### Task goal
Copy out everything in the records from the line containing "Task: a point for each instance of the duck's foot, written" down to the line containing "pixel 193 207", including both of those lines, reproducing each line without any changes.

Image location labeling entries
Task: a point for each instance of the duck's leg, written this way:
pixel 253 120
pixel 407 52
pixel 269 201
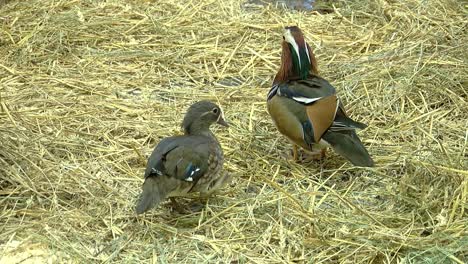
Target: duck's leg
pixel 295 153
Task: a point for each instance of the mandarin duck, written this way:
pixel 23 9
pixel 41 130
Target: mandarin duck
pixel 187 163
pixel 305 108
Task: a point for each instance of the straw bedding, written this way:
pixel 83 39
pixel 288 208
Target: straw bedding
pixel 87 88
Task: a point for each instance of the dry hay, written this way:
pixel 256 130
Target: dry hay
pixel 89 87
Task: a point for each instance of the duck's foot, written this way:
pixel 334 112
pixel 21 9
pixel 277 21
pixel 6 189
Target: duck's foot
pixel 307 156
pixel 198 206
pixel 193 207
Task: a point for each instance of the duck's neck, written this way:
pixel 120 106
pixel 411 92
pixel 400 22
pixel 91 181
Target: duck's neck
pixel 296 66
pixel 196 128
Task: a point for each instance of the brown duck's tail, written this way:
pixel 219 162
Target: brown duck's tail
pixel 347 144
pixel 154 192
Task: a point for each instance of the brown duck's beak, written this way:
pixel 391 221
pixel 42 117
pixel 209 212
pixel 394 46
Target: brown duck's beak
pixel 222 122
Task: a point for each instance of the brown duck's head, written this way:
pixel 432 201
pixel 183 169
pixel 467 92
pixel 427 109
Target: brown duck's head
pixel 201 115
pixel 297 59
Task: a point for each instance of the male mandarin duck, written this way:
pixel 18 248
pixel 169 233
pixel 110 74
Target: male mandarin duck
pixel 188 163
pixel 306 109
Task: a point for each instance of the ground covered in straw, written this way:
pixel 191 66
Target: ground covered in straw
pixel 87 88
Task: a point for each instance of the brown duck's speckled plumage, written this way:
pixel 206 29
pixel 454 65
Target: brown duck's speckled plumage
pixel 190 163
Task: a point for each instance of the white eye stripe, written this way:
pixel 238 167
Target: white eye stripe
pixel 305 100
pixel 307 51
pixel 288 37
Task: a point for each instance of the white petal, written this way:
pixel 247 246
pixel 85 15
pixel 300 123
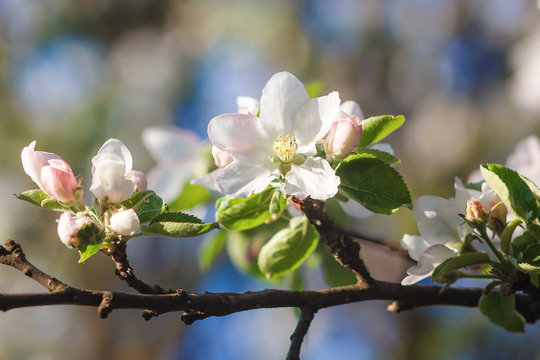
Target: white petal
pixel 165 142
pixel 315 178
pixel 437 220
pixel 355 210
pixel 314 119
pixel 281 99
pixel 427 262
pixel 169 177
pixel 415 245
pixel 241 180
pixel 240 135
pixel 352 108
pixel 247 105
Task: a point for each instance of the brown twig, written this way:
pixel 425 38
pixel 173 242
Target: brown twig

### Solution to the problem
Task: a point for each instance of the duck's foot, written this way:
pixel 334 112
pixel 21 9
pixel 277 21
pixel 6 189
Target: duck's foot
pixel 307 156
pixel 198 206
pixel 193 207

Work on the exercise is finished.